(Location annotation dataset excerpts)
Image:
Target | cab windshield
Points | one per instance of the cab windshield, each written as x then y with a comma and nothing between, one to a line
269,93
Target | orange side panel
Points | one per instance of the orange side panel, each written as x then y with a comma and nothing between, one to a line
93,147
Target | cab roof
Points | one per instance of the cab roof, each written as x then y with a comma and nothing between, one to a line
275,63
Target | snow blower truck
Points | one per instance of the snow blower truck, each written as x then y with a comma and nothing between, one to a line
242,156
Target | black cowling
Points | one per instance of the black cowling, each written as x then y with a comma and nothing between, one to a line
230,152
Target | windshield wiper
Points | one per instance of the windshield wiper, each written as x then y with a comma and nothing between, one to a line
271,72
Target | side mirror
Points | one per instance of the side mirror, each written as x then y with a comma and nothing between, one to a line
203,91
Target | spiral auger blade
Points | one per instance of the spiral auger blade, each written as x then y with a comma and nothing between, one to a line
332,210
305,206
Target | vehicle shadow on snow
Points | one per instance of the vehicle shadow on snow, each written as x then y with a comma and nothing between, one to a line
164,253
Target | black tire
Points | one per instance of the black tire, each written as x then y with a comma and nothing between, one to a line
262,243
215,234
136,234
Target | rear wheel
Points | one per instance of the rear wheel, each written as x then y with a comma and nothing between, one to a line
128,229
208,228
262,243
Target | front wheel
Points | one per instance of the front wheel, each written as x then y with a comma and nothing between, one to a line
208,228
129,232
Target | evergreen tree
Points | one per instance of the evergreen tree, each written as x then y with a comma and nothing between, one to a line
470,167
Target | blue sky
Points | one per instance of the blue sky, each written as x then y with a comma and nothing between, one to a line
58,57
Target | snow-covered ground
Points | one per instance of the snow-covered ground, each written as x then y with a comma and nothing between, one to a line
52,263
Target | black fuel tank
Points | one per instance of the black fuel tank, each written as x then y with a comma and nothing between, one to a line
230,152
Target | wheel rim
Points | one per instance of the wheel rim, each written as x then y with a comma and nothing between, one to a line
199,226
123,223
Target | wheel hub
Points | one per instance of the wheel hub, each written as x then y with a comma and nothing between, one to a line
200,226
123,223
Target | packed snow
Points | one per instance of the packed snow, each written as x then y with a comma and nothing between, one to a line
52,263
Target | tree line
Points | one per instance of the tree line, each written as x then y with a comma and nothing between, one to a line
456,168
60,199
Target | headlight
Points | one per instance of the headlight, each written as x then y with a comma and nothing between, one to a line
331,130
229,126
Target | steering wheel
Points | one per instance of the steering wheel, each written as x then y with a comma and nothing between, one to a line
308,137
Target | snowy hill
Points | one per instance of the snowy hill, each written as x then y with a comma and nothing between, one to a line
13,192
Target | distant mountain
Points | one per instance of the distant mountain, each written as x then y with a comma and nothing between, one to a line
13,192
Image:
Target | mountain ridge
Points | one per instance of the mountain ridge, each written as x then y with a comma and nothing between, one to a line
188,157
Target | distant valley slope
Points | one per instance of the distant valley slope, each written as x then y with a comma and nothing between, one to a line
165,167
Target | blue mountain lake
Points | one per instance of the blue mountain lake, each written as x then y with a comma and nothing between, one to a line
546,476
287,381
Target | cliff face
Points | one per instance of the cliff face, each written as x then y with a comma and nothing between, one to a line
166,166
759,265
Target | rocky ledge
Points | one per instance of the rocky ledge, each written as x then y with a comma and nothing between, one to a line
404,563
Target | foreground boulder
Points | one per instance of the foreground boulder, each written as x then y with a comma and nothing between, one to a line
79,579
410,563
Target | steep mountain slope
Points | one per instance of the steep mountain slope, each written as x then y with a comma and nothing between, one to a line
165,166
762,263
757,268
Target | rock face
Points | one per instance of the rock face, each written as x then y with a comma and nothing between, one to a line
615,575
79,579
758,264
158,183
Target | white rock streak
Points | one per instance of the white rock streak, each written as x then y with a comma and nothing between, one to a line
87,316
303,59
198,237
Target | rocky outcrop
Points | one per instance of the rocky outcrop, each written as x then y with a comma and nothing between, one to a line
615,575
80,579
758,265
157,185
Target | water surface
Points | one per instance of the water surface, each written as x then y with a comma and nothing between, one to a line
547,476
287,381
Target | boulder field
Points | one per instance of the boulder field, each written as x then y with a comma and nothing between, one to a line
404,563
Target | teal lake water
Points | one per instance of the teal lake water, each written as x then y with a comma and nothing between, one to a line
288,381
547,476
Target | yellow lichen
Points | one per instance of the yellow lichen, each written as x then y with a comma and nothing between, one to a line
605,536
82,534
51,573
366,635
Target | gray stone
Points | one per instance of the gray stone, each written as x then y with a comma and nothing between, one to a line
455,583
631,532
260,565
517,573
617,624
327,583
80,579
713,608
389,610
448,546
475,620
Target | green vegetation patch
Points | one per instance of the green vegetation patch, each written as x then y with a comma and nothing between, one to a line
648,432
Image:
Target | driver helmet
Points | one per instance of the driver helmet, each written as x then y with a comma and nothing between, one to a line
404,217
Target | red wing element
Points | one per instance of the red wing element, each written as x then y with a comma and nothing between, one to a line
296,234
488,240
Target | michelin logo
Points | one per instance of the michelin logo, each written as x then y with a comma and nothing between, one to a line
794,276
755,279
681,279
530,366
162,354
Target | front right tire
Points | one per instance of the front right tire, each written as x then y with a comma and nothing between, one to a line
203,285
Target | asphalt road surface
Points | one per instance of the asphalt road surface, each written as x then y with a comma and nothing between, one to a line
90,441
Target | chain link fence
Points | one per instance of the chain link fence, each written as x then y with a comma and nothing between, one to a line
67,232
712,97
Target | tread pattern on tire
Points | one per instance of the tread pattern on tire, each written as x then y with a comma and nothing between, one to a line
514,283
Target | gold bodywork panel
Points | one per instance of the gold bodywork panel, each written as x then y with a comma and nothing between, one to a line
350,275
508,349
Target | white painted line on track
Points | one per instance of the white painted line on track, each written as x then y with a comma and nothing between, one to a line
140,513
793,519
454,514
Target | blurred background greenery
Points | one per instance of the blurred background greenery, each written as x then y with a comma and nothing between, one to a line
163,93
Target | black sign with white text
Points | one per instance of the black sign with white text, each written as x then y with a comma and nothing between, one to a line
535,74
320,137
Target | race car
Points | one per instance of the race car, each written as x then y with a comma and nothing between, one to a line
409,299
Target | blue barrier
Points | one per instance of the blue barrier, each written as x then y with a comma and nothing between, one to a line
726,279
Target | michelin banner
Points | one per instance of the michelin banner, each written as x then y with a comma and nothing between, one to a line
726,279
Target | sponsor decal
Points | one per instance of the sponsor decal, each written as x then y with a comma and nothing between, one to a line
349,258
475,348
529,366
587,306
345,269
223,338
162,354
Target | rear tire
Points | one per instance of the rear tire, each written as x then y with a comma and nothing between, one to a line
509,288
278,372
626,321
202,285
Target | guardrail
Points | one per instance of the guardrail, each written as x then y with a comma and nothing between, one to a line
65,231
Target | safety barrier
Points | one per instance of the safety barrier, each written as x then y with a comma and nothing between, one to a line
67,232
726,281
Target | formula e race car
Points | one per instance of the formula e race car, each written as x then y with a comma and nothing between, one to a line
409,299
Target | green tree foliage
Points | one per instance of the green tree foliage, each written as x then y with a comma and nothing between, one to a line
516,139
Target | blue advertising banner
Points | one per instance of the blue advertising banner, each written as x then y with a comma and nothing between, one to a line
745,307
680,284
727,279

> Aim
Your task is to transcribe the listing above in full, exactly as given.

> Problem solution
Image:
Target | cab windshield
Points | one per instance of the cab windshield, each written as x then y with a comma and nothing between, one to a line
269,93
Target | orange side panel
Points | one per instance of the orange side panel, each written as x then y with a comma and nothing between, one to a line
93,147
Target | cab roof
Points | one per instance of the cab roof, each written as x then y with a comma and nothing between, one to a line
275,63
Target | snow blower truck
Points | one per instance of the snow blower truck, each written as x then y with a comma and nothing between, one to a line
242,156
Target | black cowling
Points | one per instance of the black cowling, each written as x then y with a comma and nothing between, one to a line
230,152
Target | windshield wiper
Points | one per instance of the windshield wiper, each written as x then y with a comma and nothing between, one to a line
271,72
Target | side mirror
Points | one per instance of the side mirror, each written as x then y with a comma and nothing between, one to a line
203,91
Target | spiral auger blade
Points | one per instance of the spiral auger blade, each written as x then y with a comma and nothing between, one to a line
332,210
305,206
Target | vehicle shadow on snow
Points | one per instance of the vehicle shadow on snow, each written as x then y with a comma and nothing between, one to a line
164,253
Target | black tire
Points | one per instance of the black tire, each written as x then y with a comma and nothing between, one to a line
262,243
215,234
136,234
Target | rear wheel
Points | one per instance of the rear wheel, each written as x then y with a comma and nothing between, one to a line
128,229
208,228
262,243
Target | front wheel
Points | one per instance of the front wheel, each written as x then y with a comma and nothing between, one to a line
208,228
129,232
Target | evergreen tree
Points | one per instance of the evergreen tree, each written as x then y with a comma and nothing between, one to a line
470,167
Target | blue sky
Points | one per instance of the blue sky, each written as x then y with a comma and nothing between, one to a line
58,57
Target | snow-covered ground
Points | one per instance of the snow-covered ground, each written as x then y with a comma and nothing between, one to a line
52,263
Target | black fuel tank
Points | one per instance of the black fuel tank, each written as x then y with a comma and nothing between, one to a line
230,152
Target | wheel rim
Points | one per instance of the wheel rim, each written as x then y with a comma and nothing between, one to a line
199,226
123,223
Target | wheel hub
Points | one per instance of the wheel hub, each written as x then y with a comma and nothing between, one to a line
200,226
123,223
Target | packed snow
Points | one per instance of the packed snow, each written as x then y with a comma and nothing between, one to a line
52,263
Target | tree line
Points | one per instance of the tree line, each written as x then y with a comma and nothing between, one to a line
456,168
60,199
Target | headlight
Points | one per instance of the headlight, each written as x then y with a comma and nothing between, one to a line
331,130
229,126
Target | steering wheel
Points | one per instance of the steering wheel, each written as x then y with a comma and nothing between, one to a line
308,137
Target | snowy hill
Points | one per instance of the snowy hill, each written as x then y with a comma and nothing between, one to a line
13,192
Target | distant mountain
Points | one per instance of the distant mountain, each written as x then y with a comma and nothing between, one to a line
13,192
Image:
Target | mountain ridge
Points | one per instance of the mountain ridge, each written as x then y with a comma and nothing between, one to a line
188,157
Target | distant valley slope
Points | one per instance of the distant valley slope, each written as x then y with a comma and nothing between, one to a line
165,167
Target | blue mountain lake
Points | one per instance of the blue mountain lake, each written as x then y with a comma and nothing between, one to a line
546,476
287,381
Target | cliff face
Points | one per instance of the cliff face, each written as x then y with a comma and nothing between, one to a line
166,166
759,265
Target | rocky ledge
Points | one per instance of the rocky ledge, each written as x then y with a comma and nothing between, one to a line
404,563
Target | foreground boulder
Points | one per instance of the foreground boulder, each written as x then y with a comma and nothing between, one to a line
79,579
410,563
Target | steep mountain slope
Points | one per instance of the steep mountain slope, each written as x then y with a comma and nothing between, one to a line
165,166
762,263
757,268
Target | rock face
Points | one per instance of the rock face, each written as x then y with a comma and nothing between, one to a line
615,575
79,579
758,264
158,183
Target | white rock streak
Points | one per instance of the white rock streak, each written as x then y with a comma and nothing between, one to a line
87,316
303,59
198,237
Target | rocky outcrop
Points | one per instance of the rocky outcrop, each written as x then y with a comma and nothing between, one to a line
615,575
80,579
758,265
157,185
Target | water surface
Points | one per instance of the water surface, each written as x then y with a comma and nothing between, one to a line
547,476
287,381
Target | boulder field
Points | one per instance of the boulder field, each written as x then y with a comma and nothing between, one to a line
404,563
Target | teal lake water
Points | one per instance of the teal lake water, each written as x then y with a comma and nothing between, one to a line
288,381
547,476
Target | yellow lichen
Points | one per instance of the yellow lichen, each written as x then y with a comma and nothing between, one to a line
605,536
82,534
51,573
366,635
Target | gray stone
Points | one per instance of the gray stone, each written as x then y with a comma and nothing between, one to a line
455,583
631,532
260,565
517,573
617,624
327,583
80,579
713,608
389,610
448,546
475,620
Target | green vegetation patch
Points | one per instance of the green vegetation patch, each written as x then y with a comma and nothing between, one to a line
648,432
Image:
Target | driver helmet
Points | one per instance of the driver helmet, each written as x then y with a comma and nothing between, one to a line
404,217
Target | red wing element
Points | one per instance of the red wing element, each written as x then y with a comma and nothing between, one to a line
296,234
488,240
Target | michelin logo
Points | one per instance of the michelin logo, each written as x then y with a comma and nothing between, one to a line
794,276
755,279
681,279
530,366
162,354
Target | front right tire
Points | one per instance of the front right tire, each written as x then y with a comma and nothing between, one to a line
203,285
Target | asphalt road surface
Points | one per instance of the asphalt road surface, each written as x then y with a comma and nothing between, one to a line
90,441
Target | chain link fence
Points | one per instance of the chain link fence, each written as x then y with a comma and nothing between, one to a line
67,232
712,97
Target | tread pattern on tire
Points | one per instance of the tread pattern on tire, each written as x then y with a comma and nothing between, one to a line
514,283
Target | gold bodywork panel
Points | one per instance of the gold bodywork panel, each written as x then y with a comma and nothing between, one to a line
350,275
508,349
Target | white painted line on track
Points | one per instance of the white painted line on track, each written as x then y with a comma and nothing between, one to a line
140,513
793,519
454,514
Target | blurred background greenery
Points | one per instance of the blurred background greenery, each written as x then y with a comma and nothing between, one to a line
163,93
Target | black sign with white text
Points | one per instance of the black sign with white text, each written as x then y with a comma and nothing between, one to a line
535,74
320,137
Target | race car
Points | one per instance of the race car, each written as x then y with a comma and nothing between, one to a line
409,299
Target | blue barrier
Points | one per instance of the blue barrier, each written as x then y with a comma and nothing between, one to a line
726,279
Target | michelin banner
Points | one per instance of the michelin banner, each written as x then y with a comma and nothing between, one to a line
726,279
Target | sponsor decal
Points | one per instance of the sponsor decal, each written as x then y with a comma and nothing between, one to a line
349,258
475,348
529,366
587,306
345,269
223,338
162,354
Target | rear tire
Points | one per instance of the rear tire, each written as x then y with a comma and nothing between, one to a line
509,288
278,372
626,321
202,285
Target | guardrail
Points | one per instance of the guardrail, each written as x then y with a comma and nothing between, one to a line
65,231
Target | safety barrier
Points | one per instance of the safety barrier, each written as x then y with a comma and nothing between, one to a line
67,232
726,281
Target | formula e race car
Points | one per instance of the formula e race car, each written as x then y with a comma and nothing between, one to a line
409,299
Target | green tree foliage
Points | one per instance of the green tree foliage, each written as x then y with a comma and nothing between, one to a line
516,139
Target | blue advertising banner
Points | one per instance of the blue advertising banner, each written as x then y with a comma and nothing between, one to a line
745,307
680,284
727,279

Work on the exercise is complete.